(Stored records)
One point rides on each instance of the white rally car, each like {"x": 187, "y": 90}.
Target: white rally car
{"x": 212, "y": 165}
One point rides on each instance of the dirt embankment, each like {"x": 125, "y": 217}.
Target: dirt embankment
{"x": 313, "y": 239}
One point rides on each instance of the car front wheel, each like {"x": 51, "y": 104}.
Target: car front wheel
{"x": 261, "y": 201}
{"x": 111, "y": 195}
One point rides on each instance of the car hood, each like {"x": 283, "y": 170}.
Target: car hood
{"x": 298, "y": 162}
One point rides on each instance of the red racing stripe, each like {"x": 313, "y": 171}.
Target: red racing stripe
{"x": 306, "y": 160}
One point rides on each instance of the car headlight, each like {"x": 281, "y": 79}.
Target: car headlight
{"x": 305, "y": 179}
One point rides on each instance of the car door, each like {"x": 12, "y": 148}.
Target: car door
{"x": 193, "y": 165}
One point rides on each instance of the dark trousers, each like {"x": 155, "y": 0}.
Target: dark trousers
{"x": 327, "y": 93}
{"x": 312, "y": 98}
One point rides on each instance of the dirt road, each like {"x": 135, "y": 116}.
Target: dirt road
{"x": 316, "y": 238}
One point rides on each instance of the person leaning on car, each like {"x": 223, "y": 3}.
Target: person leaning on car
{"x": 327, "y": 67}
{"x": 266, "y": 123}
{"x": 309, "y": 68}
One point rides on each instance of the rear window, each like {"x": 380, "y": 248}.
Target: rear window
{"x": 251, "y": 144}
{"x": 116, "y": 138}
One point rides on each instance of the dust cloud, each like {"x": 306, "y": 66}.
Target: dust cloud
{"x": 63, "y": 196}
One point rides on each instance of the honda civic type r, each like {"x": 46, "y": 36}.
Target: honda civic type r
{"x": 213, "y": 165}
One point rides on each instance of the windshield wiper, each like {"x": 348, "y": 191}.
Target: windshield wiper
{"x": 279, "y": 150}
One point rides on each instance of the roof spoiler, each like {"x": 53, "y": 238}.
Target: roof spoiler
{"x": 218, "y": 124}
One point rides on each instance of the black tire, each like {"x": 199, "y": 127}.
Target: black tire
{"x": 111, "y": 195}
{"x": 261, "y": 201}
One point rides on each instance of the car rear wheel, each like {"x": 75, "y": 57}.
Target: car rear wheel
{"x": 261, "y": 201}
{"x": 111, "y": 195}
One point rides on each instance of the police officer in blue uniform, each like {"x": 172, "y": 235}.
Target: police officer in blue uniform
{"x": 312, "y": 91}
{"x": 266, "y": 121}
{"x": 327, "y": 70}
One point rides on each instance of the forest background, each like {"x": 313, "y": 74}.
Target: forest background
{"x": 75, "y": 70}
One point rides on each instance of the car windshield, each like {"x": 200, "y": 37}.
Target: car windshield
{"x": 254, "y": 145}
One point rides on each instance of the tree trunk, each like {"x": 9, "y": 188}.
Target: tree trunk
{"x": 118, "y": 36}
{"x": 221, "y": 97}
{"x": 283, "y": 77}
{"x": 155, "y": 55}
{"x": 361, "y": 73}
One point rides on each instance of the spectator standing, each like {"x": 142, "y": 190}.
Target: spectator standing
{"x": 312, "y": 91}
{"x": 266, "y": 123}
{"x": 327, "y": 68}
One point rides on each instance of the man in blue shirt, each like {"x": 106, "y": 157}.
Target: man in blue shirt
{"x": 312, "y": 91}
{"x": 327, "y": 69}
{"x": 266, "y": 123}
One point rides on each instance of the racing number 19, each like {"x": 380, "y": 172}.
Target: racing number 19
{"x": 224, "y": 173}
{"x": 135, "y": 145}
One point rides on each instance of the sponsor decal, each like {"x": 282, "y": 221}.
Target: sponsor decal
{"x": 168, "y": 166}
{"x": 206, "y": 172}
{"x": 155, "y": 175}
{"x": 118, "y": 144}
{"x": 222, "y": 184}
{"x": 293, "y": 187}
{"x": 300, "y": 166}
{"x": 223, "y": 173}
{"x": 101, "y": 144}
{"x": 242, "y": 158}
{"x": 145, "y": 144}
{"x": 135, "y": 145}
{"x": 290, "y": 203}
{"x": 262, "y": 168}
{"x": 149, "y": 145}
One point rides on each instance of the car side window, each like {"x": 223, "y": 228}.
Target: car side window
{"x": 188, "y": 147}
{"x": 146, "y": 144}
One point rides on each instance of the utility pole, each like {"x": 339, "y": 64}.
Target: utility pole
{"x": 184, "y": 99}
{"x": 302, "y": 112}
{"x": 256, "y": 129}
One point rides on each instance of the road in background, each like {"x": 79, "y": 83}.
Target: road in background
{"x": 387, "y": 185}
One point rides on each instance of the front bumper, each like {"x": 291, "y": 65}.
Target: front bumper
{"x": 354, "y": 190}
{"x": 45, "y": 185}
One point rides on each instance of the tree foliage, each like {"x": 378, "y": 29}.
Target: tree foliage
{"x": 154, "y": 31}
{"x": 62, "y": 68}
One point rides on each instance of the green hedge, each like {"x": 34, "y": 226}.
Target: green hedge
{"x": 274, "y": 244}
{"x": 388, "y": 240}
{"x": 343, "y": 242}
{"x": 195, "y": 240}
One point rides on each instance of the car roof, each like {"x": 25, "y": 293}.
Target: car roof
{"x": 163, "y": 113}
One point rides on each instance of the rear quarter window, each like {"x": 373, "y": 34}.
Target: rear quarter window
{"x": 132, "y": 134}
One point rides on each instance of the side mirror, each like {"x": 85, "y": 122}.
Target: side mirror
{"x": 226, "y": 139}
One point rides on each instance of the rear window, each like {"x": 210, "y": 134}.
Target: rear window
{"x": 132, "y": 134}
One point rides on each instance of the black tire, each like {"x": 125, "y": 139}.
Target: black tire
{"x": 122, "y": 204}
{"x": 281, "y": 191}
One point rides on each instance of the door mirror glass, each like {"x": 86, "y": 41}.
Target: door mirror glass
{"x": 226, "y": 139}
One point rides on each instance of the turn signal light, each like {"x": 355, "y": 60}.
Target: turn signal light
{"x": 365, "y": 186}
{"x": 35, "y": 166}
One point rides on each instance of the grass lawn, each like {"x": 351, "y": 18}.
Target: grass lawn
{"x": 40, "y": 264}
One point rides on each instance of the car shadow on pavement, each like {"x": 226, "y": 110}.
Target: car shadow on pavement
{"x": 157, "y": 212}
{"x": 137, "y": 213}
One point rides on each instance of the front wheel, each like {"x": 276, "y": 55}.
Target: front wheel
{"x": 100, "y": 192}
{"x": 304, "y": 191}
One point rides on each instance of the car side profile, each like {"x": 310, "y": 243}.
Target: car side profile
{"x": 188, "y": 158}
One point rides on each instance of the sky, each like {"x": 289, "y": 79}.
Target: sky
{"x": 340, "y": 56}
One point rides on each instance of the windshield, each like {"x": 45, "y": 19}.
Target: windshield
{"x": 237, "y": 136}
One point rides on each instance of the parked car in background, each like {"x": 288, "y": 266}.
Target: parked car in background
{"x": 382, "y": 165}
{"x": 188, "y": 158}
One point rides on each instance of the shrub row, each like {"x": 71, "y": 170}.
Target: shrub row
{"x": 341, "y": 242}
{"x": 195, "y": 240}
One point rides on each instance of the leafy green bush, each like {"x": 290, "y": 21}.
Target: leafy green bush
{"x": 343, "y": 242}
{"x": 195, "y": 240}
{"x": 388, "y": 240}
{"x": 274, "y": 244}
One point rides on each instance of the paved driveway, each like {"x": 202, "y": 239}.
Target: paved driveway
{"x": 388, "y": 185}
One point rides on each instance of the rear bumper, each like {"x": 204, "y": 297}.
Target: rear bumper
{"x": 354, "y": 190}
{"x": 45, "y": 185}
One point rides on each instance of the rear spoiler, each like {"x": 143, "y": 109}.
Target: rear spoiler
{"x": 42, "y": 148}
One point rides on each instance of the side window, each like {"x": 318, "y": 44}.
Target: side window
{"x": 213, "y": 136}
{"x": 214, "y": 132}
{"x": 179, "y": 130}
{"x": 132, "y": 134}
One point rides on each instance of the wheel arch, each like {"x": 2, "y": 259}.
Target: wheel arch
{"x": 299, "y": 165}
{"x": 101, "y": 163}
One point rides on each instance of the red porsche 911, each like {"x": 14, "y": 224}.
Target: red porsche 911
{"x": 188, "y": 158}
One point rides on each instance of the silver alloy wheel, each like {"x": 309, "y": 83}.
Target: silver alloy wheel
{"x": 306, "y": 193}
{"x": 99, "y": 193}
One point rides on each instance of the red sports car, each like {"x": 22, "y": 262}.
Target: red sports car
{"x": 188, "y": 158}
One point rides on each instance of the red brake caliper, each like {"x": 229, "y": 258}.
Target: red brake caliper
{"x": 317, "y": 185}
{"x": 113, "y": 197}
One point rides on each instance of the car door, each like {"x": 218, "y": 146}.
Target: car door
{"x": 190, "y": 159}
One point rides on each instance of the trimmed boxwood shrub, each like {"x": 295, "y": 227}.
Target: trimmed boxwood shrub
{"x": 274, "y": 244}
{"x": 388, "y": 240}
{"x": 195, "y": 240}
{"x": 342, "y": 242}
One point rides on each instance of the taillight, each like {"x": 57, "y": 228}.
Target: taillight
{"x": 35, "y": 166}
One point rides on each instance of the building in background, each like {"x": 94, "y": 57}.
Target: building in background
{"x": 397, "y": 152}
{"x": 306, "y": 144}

EXERCISE AIM: Give back exactly the lines from the line containing "One point rides on each instance of the rear spoiler, each" to the end of the entries, and no other lines.

ANSWER TO THE PROBLEM:
One point rides on each instance of the rear spoiler, each like {"x": 143, "y": 109}.
Target: rear spoiler
{"x": 42, "y": 148}
One point rides on each instance of the side window, each like {"x": 318, "y": 44}.
Target: side window
{"x": 213, "y": 136}
{"x": 214, "y": 132}
{"x": 179, "y": 130}
{"x": 132, "y": 134}
One point rides on each instance of the wheel arch, each like {"x": 2, "y": 259}.
Target: wheel arch
{"x": 299, "y": 165}
{"x": 101, "y": 163}
One point rides on each instance of the red porsche 911, each like {"x": 14, "y": 224}.
Target: red porsche 911
{"x": 188, "y": 158}
One point rides on each instance of the silver alloy wheel, each like {"x": 309, "y": 83}.
Target: silver alloy wheel
{"x": 306, "y": 193}
{"x": 99, "y": 193}
One point rides on each instance of the red sports car, each like {"x": 22, "y": 262}.
Target: red sports car
{"x": 188, "y": 158}
One point rides on each instance of the red brake caliper, each like {"x": 229, "y": 258}.
Target: red brake caliper
{"x": 317, "y": 185}
{"x": 113, "y": 197}
One point rides on each instance of the car door, each like {"x": 218, "y": 146}.
Target: car door
{"x": 190, "y": 159}
One point rides on each instance of the trimmed boxwood shrub, each like {"x": 295, "y": 227}.
Target: trimmed boxwood shrub
{"x": 274, "y": 244}
{"x": 388, "y": 240}
{"x": 195, "y": 240}
{"x": 342, "y": 242}
One point rides on each instance of the taillight, each like {"x": 57, "y": 228}.
Target: taillight
{"x": 35, "y": 166}
One point rides on each instance of the building in background, each like {"x": 94, "y": 57}.
Target: building in background
{"x": 397, "y": 152}
{"x": 306, "y": 144}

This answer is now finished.